_Requirement_
Copy out each line of the data that holds the word "metal".

_Data for review_
═══

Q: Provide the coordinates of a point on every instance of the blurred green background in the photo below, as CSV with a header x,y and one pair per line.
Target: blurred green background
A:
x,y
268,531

═══

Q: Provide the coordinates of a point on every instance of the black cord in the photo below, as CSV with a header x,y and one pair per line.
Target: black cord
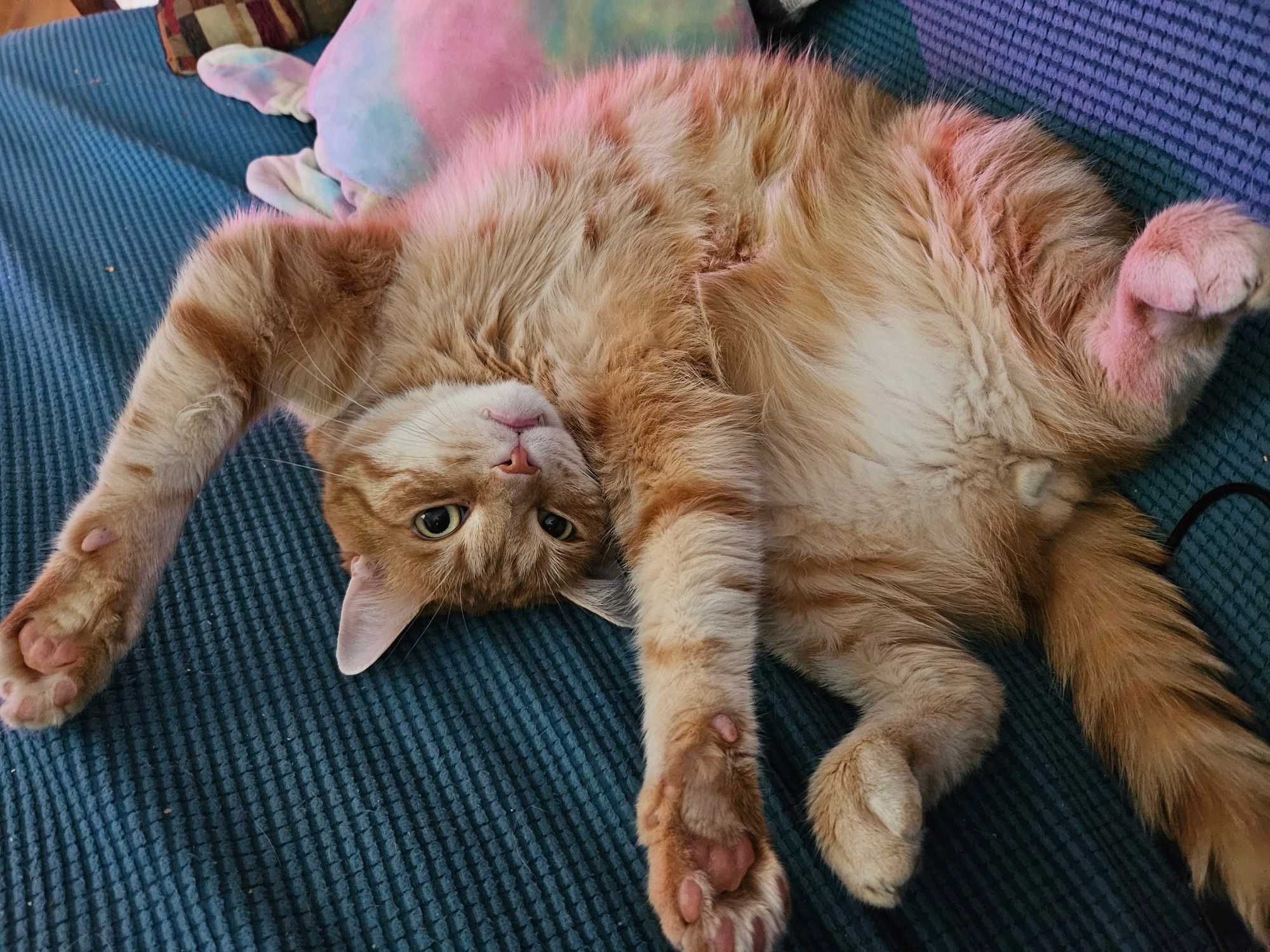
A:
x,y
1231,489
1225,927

═══

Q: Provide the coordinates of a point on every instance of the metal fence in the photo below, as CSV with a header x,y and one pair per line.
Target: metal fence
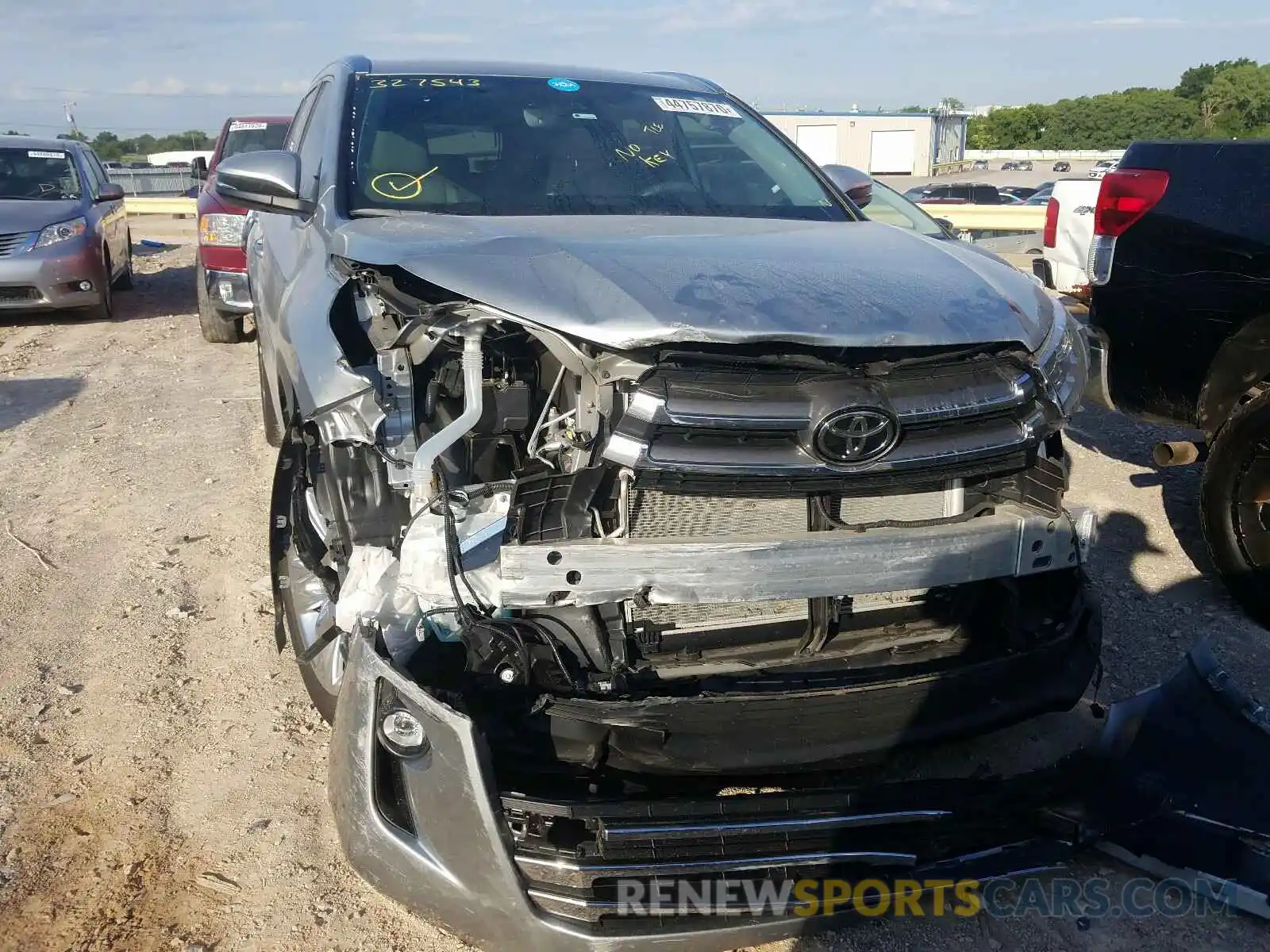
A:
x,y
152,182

═══

_Output for this task_
Q: Provide the coordinates of a point on every instance of the metal fence in the photo below, as CSV with a header x,y and one pair per line.
Target: metal fence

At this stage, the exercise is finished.